Intervention de Stéphane Bouillon

Commission des lois constitutionnelles, de législation, du suffrage universel, du Règlement et d'administration générale — Réunion du 16 février 2022 à 9h35
Audition de M. Stéphane Bouillon secrétaire général de la défense et de la sécurité nationale Mme Béatrice Bourgeois-machureau présidente du comité éthique et scientifique et M. Gabriel Ferriol chef du service de vigilance et de protection contre les ingérences numériques étrangères viginum

Stéphane Bouillon, secrétaire général de la défense et de la sécurité nationale :

Nous ne sommes pas un service de renseignement. Par principe, nous jouons la transparence. Notre mission est d'abord de renseigner l'opinion publique sur le fait qu'une information est en train de circuler et qu'elle est manifestement manipulée par une organisation étrangère - État ou organisation spécifique.

Notre but n'est pas de punir, même si nous essayons évidemment d'imputer et d'attribuer : notre objectif est de convaincre l'opinion publique qu'elle est en train de se faire embarquer dans un débat artificiel. Notre objectif est donc de faire comprendre que le débat politique et démocratique, auquel nous n'avons évidemment pas à participer nous-mêmes, risque d'être influencé par quelque chose qui ne correspond pas à la réalité et à la nécessité de la transparence.

Données enregistrées:
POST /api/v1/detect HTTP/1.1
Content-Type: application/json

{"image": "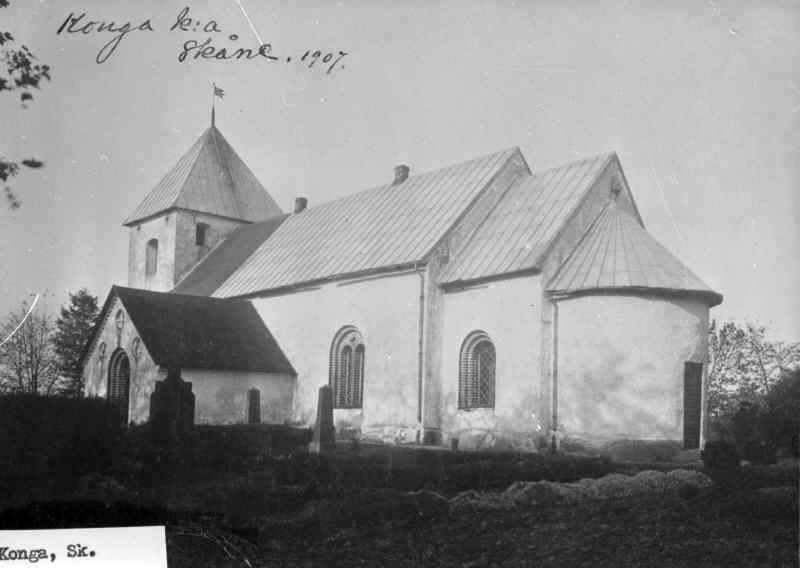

Énoncé du problème:
Poursuivez l'intervention de Stéphane Bouillon devant la commission des lois à la suite de sa dernière phrase.

Résultat obtenu:
Par conséquent, monsieur Leconte, nous avons une mission tout à fait différente de celle des services de renseignement. À ces derniers, on demande de regarder ce qui se passe à tel endroit et de récolter des renseignements sur un point précis. Nous en avons parlé avec les chefs des services de renseignement : leur rôle est de travailler dans tel ou tel pays, pour le compte de la direction générale de la sécurité extérieure (DGSE), et, en France, sur tel type de menaces et tel type de personnes. Pour notre part, nous travaillons sur les sources ouvertes. Évidemment, nous pourrons recevoir des informations de la part de ces services et, le cas échéant, leur en transmettre dès lors que nous considérons que notre devoir de fonctionnaire est de les prévenir - je reviendrai sur les suites qui peuvent être données aux informations que nous avons -, mais nous n'avons pas le même objectif : le nôtre est d'assurer la réalité, la transparence et la clarté du débat.

Les services de renseignement exercent donc un métier à la fois complémentaire et totalement à part. Je ne dirige ni ne coordonne les services de renseignement ; je travaille avec eux, mais c'est auprès de moi que ce dispositif a été installé.

À cet égard, madame Di Folco, nos relations avec la CNCTR sont inexistantes. Je suis allé voir son président, Serge Lasvignes. Je lui ai expliqué ce que nous allions faire. Il m'a répondu que, n'étant pas un service de renseignement, n'entrant pas dans la vie privée des gens, ne pénétrant pas à l'intérieur des boucles privées, nous n'avions pas à relever de ses compétences.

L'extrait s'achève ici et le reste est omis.